### Цель задания
Процитируйте дословно часть отрывка о педократии, начиная со слов «По определению самого» и заканчивая словами «схлопотать ярлык ретрограда.».

### Отрывок
Рубрики
Размышления Статьи

Педократия как отрицательная духовная величина (в прошлом и настоящем)

Феномен «педократии» – несомненное открытие русской консервативной мысли. Этот термин русская философия использовала для обозначения того льстивого отношения к молодежи, которое было столь характерно для революционных кругов и которое еще в большей степени оказалось свойственным европейскому радикализму 1960-х. Можно с полным основанием говорить о «педократическом» перерождении леволиберальной культуры Запада, начиная с эпохи молодежных бунтов и контркультуры. В оборот русской религиозной мысли это понятие ввел в своей «веховской» статье философ, экономист, богослов и будущий священник Сергей Булгаков. В статье, написанной для нашего издания, литературовед, философ и публицист Ирина Роднянская, один из лучших знатоков творчества отца Сергия, попыталась раскрыть свое понимание  его идей, сохраняющих свое значение и для сегодняшнего дня. 

***

Общее сцепление мыслей в «веховской» статье  С.Н. Булакова «Героизм и подвижничество» однажды было уже проанализировано мною[1] четверть века назад. Ныне мне предложено редакцией «РI» выделить из этого сцепления тему педократии. И,  действительно, порожденная конкретной исторической ситуацией и, казалось бы, архивированная внутри этой ситуации, на поверку она проецируется на будущие десятилетия даже явственней, чем другие мыслительные ходы автора.   

В «Вехах» недавний опыт Первой русской революции осваивается всеми участниками этого резонансного сборника  как глубоко отрицательный,  опасный для бытия страны – и ищутся пути предотвращения его рецидива. Нам отлично известно, что рецепты веховцев не были приняты русским обществом и прежде всего его мыслящим классом, интеллигенцией, но многие предупреждения, оказавшись пророческими, остались все еще нераспечатанным завещанием XX, а теперь и XXI веку[2] (притом  не только российским этим векам). 

Статья Сергея Булгакова, как и идеи  сборника в целом, направлена на защиту социального эволюционизма против революционной идеологии любого разлива, – и, пожалуй, даже  с большей настойчивостью, чем  у прочих собратьев по «Вехам». Перед нами выступление либерального  консерватора, который считает эволюционный путь залогом не только остойчивости державного корабля, но и спасением освободительного движения в России от перечеркивающего его цели радикализма.  И выявление синдрома «педократии» находится в центре его аргументации. 

По определению самого философа-публициста, педократия – духовное господство детей (уточним: «юнцов»; «дети» – просто метонимия). Над кем, собственно, господство, если реальная власть в стране не в их руках? Это идейное иго молодого поколения, наложенное на старших агентов духовного производства. Не только разрыв с ценностным миром этих старших (как будет сказано  поэтом: «Я  над всем, что сделано, ставлю “nihil”»), но и капитуляция последних перед таким ультиматумом («Славьте меня», а не прежних ваших «великих»);  сдача позиций из страха не поспеть за молодежью и схлопотать ярлык ретрограда.

### Фрагмент набора данных
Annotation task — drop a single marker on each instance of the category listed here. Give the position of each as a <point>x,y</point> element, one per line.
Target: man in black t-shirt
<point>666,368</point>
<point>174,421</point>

### Ответ на задание
По определению самого философа-публициста, педократия – духовное господство детей (уточним: «юнцов»; «дети» – просто метонимия). Над кем, собственно, господство, если реальная власть в стране не в их руках? Это идейное иго молодого поколения, наложенное на старших агентов духовного производства. Не только разрыв с ценностным миром этих старших (как будет сказано  поэтом: «Я  над всем, что сделано, ставлю “nihil”»), но и капитуляция последних перед таким ультиматумом («Славьте меня», а не прежних ваших «великих»);  сдача позиций из страха не поспеть за молодежью и схлопотать ярлык ретрограда.